─── The data

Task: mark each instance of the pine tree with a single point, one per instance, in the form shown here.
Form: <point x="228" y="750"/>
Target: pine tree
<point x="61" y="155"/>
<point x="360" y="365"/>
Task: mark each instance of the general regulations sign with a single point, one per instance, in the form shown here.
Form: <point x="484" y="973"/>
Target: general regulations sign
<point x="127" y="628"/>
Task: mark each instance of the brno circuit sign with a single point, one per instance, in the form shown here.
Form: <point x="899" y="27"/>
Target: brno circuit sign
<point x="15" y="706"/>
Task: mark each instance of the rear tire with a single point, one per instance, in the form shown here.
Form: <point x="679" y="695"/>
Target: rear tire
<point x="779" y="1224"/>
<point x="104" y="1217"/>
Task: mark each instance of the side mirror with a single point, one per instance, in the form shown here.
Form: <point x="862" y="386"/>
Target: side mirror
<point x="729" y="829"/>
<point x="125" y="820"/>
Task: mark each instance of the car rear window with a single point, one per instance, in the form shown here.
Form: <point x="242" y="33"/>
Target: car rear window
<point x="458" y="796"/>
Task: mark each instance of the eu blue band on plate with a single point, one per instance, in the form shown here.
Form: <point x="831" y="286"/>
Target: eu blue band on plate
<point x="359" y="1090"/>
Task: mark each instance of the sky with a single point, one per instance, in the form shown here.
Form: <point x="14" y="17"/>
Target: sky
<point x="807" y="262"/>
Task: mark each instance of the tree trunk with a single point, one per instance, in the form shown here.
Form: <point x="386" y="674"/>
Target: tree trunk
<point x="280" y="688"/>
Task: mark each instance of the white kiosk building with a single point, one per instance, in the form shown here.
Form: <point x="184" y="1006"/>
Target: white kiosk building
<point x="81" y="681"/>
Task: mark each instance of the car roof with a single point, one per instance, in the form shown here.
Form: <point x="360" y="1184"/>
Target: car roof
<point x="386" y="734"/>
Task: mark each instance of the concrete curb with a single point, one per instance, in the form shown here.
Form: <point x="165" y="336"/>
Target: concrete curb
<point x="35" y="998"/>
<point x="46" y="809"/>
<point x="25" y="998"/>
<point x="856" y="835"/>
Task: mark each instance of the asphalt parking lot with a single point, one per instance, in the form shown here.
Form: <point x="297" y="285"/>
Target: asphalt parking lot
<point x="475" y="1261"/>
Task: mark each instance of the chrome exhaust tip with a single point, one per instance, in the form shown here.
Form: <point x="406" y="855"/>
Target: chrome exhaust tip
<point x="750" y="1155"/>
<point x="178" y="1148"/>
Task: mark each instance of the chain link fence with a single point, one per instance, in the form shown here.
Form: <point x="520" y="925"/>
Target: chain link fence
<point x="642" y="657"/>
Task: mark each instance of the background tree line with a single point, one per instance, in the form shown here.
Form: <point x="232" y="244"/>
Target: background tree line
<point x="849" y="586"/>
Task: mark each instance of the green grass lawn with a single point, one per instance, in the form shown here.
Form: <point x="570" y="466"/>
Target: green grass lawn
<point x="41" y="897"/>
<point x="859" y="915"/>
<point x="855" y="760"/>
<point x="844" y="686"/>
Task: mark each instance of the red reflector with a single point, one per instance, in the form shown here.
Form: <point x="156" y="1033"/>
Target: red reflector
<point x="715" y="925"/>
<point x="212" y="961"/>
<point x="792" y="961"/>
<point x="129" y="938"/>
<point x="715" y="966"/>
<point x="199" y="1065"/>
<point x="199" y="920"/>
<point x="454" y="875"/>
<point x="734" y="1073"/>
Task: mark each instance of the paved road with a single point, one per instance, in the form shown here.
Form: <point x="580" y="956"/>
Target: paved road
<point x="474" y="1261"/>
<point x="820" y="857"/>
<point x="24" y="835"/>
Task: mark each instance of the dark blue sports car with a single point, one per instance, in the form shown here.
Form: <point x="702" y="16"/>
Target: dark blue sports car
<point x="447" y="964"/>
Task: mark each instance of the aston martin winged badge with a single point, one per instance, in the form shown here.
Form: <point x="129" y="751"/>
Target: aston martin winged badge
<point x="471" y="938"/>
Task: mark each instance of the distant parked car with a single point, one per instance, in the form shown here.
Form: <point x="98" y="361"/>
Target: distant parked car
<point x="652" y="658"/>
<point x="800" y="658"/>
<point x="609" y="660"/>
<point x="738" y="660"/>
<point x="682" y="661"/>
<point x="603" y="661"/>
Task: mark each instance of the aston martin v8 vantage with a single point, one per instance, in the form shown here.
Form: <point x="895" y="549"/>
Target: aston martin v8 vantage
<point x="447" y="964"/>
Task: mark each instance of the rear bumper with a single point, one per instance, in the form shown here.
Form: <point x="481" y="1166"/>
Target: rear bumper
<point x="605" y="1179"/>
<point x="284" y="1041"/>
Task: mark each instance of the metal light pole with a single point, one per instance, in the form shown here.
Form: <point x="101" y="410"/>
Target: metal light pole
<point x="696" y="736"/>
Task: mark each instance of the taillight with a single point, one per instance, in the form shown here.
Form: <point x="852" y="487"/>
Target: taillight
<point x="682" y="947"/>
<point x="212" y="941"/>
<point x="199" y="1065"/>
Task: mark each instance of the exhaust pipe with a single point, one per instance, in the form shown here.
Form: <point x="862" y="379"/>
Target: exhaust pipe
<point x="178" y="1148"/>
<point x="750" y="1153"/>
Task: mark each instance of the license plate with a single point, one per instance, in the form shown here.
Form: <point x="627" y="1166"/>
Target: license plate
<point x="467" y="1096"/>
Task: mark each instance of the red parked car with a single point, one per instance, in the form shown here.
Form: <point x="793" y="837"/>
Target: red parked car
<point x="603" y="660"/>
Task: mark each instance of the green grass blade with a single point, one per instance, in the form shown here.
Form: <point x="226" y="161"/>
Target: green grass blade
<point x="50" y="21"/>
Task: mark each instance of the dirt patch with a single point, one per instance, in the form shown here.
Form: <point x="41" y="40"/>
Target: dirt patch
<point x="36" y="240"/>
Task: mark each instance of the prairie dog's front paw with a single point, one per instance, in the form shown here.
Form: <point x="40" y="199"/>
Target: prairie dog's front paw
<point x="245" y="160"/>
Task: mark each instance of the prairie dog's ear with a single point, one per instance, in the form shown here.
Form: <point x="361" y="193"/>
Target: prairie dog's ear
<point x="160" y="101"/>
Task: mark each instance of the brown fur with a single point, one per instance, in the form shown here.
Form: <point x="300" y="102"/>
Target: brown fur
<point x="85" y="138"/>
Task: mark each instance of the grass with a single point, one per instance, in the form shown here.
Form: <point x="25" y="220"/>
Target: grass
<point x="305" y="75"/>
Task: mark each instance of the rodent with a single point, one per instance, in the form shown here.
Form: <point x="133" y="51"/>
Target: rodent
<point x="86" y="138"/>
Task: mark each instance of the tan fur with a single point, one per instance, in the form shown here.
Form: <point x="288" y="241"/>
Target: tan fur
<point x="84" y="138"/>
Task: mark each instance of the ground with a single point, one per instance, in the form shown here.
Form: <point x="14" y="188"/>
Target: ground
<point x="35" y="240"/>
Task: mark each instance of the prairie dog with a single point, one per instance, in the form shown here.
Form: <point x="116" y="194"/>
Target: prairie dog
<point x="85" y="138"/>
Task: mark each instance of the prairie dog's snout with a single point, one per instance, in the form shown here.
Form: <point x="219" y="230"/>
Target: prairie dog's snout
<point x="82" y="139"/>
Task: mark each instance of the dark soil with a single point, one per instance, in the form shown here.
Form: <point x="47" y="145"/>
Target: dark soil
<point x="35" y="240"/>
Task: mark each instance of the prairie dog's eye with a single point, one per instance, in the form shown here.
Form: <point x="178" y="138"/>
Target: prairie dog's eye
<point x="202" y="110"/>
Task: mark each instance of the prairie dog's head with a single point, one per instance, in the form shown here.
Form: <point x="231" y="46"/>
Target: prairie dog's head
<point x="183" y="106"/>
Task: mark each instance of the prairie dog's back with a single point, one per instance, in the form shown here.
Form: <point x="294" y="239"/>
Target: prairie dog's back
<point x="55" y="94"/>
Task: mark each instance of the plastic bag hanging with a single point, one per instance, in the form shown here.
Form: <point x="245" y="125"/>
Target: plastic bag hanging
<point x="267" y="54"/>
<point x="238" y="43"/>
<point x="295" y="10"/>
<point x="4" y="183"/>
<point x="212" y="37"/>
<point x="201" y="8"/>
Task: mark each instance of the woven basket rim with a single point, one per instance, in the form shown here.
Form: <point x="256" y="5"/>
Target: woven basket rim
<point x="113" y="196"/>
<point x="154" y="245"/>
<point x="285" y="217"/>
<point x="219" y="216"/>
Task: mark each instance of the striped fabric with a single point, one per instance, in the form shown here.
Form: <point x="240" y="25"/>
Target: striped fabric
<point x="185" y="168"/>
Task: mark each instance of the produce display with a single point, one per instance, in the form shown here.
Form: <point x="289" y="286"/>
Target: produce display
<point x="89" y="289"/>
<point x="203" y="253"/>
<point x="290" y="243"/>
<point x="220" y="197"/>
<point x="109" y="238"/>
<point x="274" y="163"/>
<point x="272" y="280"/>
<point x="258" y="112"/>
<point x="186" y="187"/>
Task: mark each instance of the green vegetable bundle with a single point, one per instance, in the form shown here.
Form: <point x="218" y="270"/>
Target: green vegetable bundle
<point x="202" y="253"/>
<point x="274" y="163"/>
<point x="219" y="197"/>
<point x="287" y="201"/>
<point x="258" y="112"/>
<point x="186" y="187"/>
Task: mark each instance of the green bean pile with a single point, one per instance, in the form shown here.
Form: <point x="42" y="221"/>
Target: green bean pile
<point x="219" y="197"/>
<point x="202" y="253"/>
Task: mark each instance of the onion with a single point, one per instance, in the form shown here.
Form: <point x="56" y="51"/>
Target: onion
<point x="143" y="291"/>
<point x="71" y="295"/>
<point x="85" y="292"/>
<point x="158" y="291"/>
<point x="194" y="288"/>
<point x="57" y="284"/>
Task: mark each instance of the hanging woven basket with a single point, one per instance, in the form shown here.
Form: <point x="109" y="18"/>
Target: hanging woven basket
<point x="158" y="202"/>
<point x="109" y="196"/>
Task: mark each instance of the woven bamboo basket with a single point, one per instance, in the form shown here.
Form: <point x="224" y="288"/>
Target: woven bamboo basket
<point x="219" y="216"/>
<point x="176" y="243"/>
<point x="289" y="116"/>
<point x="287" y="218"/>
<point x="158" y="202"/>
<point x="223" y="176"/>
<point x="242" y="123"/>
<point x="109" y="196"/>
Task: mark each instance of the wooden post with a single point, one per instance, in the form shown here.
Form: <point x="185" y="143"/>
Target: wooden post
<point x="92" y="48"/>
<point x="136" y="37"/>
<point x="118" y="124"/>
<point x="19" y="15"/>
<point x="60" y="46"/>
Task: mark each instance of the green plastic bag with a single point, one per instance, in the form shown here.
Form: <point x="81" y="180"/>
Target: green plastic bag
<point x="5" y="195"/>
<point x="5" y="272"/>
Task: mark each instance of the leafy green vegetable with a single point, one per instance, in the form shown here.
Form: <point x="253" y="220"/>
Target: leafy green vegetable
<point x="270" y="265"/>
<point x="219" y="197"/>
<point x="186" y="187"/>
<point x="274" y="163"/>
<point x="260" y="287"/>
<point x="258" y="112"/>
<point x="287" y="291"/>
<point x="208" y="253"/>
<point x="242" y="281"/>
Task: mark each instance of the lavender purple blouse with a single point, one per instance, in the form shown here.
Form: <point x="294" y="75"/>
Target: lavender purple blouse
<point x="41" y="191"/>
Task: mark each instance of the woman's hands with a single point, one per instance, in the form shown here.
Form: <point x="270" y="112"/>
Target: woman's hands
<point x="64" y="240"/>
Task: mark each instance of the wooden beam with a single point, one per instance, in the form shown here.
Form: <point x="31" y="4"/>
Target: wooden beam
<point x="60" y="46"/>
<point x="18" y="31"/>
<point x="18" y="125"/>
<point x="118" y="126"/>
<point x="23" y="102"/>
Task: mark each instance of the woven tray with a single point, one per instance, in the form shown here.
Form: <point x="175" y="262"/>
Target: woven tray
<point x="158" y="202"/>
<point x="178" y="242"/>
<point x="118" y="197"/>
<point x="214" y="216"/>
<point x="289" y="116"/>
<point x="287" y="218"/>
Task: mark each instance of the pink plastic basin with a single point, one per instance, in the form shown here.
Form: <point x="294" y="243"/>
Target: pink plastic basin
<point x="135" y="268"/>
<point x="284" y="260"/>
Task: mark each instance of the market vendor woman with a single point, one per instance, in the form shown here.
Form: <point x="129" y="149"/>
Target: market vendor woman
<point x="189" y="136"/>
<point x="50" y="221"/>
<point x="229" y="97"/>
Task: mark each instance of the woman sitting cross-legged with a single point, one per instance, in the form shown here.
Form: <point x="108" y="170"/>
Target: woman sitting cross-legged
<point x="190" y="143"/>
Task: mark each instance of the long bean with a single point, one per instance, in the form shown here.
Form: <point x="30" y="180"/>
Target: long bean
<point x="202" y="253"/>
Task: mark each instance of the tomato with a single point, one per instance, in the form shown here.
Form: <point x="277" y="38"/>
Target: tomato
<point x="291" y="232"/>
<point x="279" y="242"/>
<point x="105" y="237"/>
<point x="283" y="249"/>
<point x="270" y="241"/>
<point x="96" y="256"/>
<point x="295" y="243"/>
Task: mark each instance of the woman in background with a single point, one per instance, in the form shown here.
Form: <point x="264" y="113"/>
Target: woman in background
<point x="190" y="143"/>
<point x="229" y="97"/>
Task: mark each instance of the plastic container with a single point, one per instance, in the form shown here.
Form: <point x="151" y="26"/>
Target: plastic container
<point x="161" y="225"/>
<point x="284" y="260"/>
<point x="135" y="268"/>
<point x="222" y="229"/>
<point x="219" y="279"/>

──────

*Description of the task*
Reproduce the stretch of the listing from the line containing "Task: mark each instance of the woman in" through the end of the listing, swapping "plastic container" for "storage box" wherever it occurs and leaving everything else unchanged.

*Task output*
Task: mark each instance of the woman in background with a single point, one per instance, in the form shown here.
Form: <point x="264" y="113"/>
Target: woman in background
<point x="190" y="143"/>
<point x="229" y="97"/>
Task: mark each instance of the storage box with a single point, one per instance, in the form shown here.
Form: <point x="151" y="26"/>
Target: storage box
<point x="161" y="225"/>
<point x="284" y="260"/>
<point x="135" y="268"/>
<point x="222" y="229"/>
<point x="219" y="279"/>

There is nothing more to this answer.